■ WRITTEN INSTRUCTION
Write out the whole listing word for word.

■ Object location annotation data
◇ ◇ ◇ ◇

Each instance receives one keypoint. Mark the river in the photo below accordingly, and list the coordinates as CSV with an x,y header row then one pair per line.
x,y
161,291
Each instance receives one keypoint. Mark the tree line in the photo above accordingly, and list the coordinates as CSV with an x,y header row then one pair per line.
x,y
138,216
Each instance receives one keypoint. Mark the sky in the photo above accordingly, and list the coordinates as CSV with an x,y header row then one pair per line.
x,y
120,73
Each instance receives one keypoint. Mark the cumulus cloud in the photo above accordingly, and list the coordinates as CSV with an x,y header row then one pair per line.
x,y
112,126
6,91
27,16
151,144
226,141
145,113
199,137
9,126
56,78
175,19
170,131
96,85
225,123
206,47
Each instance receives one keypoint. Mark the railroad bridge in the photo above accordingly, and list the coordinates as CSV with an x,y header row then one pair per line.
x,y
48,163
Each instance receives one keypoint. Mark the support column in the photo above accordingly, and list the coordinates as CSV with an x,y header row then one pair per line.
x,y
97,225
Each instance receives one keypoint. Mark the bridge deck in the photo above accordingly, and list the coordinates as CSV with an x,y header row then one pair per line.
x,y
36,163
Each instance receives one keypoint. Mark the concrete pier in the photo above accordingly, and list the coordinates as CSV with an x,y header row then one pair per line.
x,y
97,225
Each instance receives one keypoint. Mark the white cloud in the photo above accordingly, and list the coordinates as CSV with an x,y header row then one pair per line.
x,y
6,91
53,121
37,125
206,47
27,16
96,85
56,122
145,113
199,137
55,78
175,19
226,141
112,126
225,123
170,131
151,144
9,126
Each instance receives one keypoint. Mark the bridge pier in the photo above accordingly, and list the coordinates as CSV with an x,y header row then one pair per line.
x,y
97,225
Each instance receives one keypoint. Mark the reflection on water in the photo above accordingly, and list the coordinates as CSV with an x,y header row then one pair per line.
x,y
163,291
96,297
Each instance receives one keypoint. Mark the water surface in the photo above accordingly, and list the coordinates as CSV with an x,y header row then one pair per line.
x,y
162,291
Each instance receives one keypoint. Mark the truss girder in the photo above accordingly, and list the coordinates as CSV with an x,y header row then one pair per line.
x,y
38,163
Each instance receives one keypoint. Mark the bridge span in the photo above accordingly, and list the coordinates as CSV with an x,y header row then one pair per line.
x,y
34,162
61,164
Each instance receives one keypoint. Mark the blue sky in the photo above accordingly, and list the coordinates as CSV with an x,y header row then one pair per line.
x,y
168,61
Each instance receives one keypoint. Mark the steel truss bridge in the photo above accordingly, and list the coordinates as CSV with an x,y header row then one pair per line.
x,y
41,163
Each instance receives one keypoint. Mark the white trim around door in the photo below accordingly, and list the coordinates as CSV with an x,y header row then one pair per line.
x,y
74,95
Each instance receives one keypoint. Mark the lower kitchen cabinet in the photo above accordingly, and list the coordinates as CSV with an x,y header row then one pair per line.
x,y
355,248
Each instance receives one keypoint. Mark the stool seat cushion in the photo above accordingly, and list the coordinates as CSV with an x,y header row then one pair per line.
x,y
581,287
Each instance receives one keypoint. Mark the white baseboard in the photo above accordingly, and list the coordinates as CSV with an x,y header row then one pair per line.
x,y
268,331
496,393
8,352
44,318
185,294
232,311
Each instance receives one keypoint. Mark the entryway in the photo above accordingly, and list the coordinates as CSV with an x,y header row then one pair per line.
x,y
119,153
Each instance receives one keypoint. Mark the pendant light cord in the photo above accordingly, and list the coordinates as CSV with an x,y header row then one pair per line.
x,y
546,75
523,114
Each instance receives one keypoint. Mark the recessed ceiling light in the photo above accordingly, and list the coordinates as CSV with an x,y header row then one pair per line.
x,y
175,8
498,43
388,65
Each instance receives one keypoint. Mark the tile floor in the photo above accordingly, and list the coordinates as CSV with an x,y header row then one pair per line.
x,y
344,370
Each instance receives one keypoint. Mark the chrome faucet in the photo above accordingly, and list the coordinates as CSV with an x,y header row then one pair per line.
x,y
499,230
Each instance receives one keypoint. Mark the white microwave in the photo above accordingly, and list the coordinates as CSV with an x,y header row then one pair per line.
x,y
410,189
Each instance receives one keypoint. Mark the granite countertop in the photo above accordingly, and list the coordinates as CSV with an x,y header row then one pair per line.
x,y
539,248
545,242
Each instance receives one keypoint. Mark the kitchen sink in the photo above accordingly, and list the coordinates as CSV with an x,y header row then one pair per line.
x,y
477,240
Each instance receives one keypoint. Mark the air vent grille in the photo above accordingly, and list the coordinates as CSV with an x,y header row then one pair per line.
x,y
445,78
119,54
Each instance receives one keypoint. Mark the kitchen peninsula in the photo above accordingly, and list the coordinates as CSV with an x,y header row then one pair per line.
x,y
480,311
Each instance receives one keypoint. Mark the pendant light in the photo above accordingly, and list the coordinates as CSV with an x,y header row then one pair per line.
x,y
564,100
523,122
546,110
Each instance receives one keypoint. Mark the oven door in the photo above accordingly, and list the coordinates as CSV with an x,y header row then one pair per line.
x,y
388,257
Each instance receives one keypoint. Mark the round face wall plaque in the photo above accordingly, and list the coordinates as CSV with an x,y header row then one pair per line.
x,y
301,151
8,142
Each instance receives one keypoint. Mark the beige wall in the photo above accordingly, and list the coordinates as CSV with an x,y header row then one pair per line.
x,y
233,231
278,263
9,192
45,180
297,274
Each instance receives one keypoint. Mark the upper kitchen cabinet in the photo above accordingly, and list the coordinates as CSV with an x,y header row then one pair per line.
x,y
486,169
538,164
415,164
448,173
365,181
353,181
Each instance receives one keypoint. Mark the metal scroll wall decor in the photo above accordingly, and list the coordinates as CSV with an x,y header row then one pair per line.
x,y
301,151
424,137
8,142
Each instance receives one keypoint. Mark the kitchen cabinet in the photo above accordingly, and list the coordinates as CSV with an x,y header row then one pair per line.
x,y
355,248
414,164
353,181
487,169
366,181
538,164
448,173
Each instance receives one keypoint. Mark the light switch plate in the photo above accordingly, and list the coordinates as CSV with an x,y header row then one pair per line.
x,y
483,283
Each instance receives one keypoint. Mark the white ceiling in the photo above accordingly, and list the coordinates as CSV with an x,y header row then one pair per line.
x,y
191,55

◇ ◇ ◇ ◇

■ WRITTEN REPLY
Each instance receives one keypoint. Mark the river in the photo below accordingly, and list the coordinates as CSV with an x,y header row then one pair per line.
x,y
161,291
Each instance receives one keypoint. Mark the tree line in the photo above accordingly, and list the coordinates as CSV with an x,y header row then one pair per line.
x,y
138,216
Each instance receives one keypoint. Mark the sky in the photo above accordingly, and list the coordinates as CSV with an x,y header row then one pair per line.
x,y
120,73
Each instance receives one keypoint. Mark the cumulus cloud in the photo above accordingly, and list the coordinates as CSV with an x,y header row then one pair per line.
x,y
112,126
6,91
27,16
151,144
226,141
145,113
199,137
9,126
56,78
175,19
170,131
96,85
225,123
206,47
Each instance receives one keypoint. Mark the railroad bridge in the photo above accordingly, and list the coordinates as CSV with an x,y header row then one pair per line.
x,y
48,163
Each instance receives one keypoint. Mark the support column in the photo above accordingly, and list the coordinates as CSV with an x,y header row then one pair per line.
x,y
97,225
Each instance receives one keypoint. Mark the bridge deck in the photo above accordingly, and list the coordinates as CSV with an x,y header row then one pair per line.
x,y
36,163
Each instance receives one keypoint. Mark the concrete pier in the photo above accordingly, and list the coordinates as CSV with an x,y header row then one pair per line.
x,y
97,225
Each instance receives one keypoint. Mark the white cloud in the photo above accordingly, and list the coordinates as CSV with an x,y header row then one pair per line.
x,y
6,91
53,121
37,125
206,47
27,16
96,85
56,122
145,113
199,137
55,78
175,19
226,141
112,126
225,123
170,131
151,144
9,126
Each instance receives one keypoint. Mark the bridge pier in the photo above accordingly, and list the coordinates as CSV with an x,y header row then one pair per line.
x,y
97,225
Each instance receives one keypoint. Mark the reflection on water in the photo above accordingly, and list the coordinates as CSV with an x,y header row then one pair per line.
x,y
163,291
96,297
Each instance receives one keypoint. Mark the water surface in the photo above accordingly, and list the coordinates as CSV with an x,y header row then one pair per line.
x,y
162,291
Each instance receives one keypoint. Mark the truss girder in the photo above accordingly, and list the coordinates as CSV with an x,y header row then one pair per line.
x,y
38,163
Each instance receives one keypoint. Mark the bridge span in the photo above accordingly, and list the coordinates as CSV with an x,y header row then one pair per line.
x,y
34,162
61,164
Each instance receives one keypoint. Mark the blue sky in the photo above accordingly, and list the coordinates as CSV with an x,y header row then one pair per line.
x,y
168,61
Each instance receives one keypoint. Mark the steel truss bridge in the photo above accordingly, and list the coordinates as CSV with an x,y header row then one pair per line.
x,y
41,163
Each instance receives one keypoint. Mark the white trim around door in the photo below accordingly, and list the coordinates as CSV with an x,y header row then one pair per line.
x,y
74,95
Each instance receives one keypoint. Mark the lower kitchen cabinet in the photo above accordingly, and list the coordinates as CSV with an x,y header row then one pair per line.
x,y
355,248
Each instance receives one keypoint. Mark the stool seat cushion in the photo above accordingly, and list the coordinates as CSV with an x,y header row then one pair per line.
x,y
581,287
Each instance receives one keypoint. Mark the white baseboard in the photo above accordingly, and list the coordinates as CSV with an x,y header row then one pair per line.
x,y
268,331
496,393
8,352
44,318
185,294
232,311
Each instance receives one keypoint. Mark the entryway in the photo above accordingly, and list the coordinates as CSV with an x,y header row then one pair per line.
x,y
119,153
Each instance receives one keypoint. Mark the pendant light cord in the photo above accordingly, and list the coordinates as CSV with an x,y header row then one pair per line.
x,y
546,75
523,114
Each instance receives one keypoint. Mark the recessed ceiling light in the photo above accordingly, and list the coordinates as CSV with an x,y header row then one pair per line.
x,y
175,8
498,43
388,65
Each instance receives one keypoint. Mark the tile floor in the photo above accordingly, and list the coordinates as CSV with an x,y header row then one pair per line.
x,y
344,370
Each instance receives one keypoint. Mark the chrome faucet in the photo above accordingly, and list the coordinates as CSV with an x,y header row then one pair per line.
x,y
499,230
Each instance receives one keypoint. Mark the white microwave in the photo above accordingly, and list the coordinates as CSV with an x,y header row then one pair per line.
x,y
410,189
Each instance receives one keypoint. Mark the granite countertop in the photo above accordingly, and list the coordinates as CSV with an x,y header row then one pair per line.
x,y
539,248
545,242
Each instance receives one keypoint. Mark the kitchen sink in the photo above accordingly, and list the coordinates as CSV with an x,y header row then one pair per line.
x,y
477,240
Each instance receives one keypoint. Mark the air vent grille in the photo above accordingly, and list the coordinates as CSV with an x,y header row then one pair per line.
x,y
445,78
119,54
Each instance receives one keypoint. Mark the kitchen peninsula in the photo above accordingly, and list the coordinates as CSV with an x,y header row then one pair per line.
x,y
480,311
Each instance receives one keypoint. Mark the pendant light in the photo above accordingly, and list the coordinates as CSV with an x,y header row then one pair per line.
x,y
564,100
523,122
546,110
Each instance receives one keypoint. Mark the oven door in the photo above accordingly, and list the coordinates as CSV with an x,y header row then one pair per line.
x,y
388,257
Each instance receives one keypoint. Mark the round face wall plaque in the photo above accordingly, and list the coordinates as CSV with an x,y header row then one pair per line.
x,y
301,151
8,142
Each instance receives one keypoint. Mark the beige wall in the photo above accordingly, and list the coordinates as CSV with an x,y header row then one pair per line.
x,y
233,231
278,263
9,192
45,180
297,274
Each instance receives one keypoint. Mark the upper kitchen cabinet in the photo above accordingly, and list the coordinates as CSV with an x,y header row then one pair per line.
x,y
486,169
538,164
415,164
448,173
365,181
353,181
Each instance receives one keypoint. Mark the metal scroll wall decor in the photo above accordingly, and list the coordinates as CSV with an x,y header row then one pair per line.
x,y
301,151
424,137
8,142
Each instance receives one keypoint. Mark the kitchen cabinet in the photo above accordingly, and list the coordinates as CSV with an x,y header row then one pair per line.
x,y
355,248
414,164
353,181
487,169
366,181
538,164
448,173
Each instance receives one keypoint. Mark the light switch plate in the photo above accordingly, and list the coordinates as CSV with an x,y header row then one pair per line.
x,y
483,283
Each instance receives one keypoint. Mark the white ceiling in the photo above accordingly, and list the coordinates as CSV with an x,y header row then one pair per line.
x,y
191,55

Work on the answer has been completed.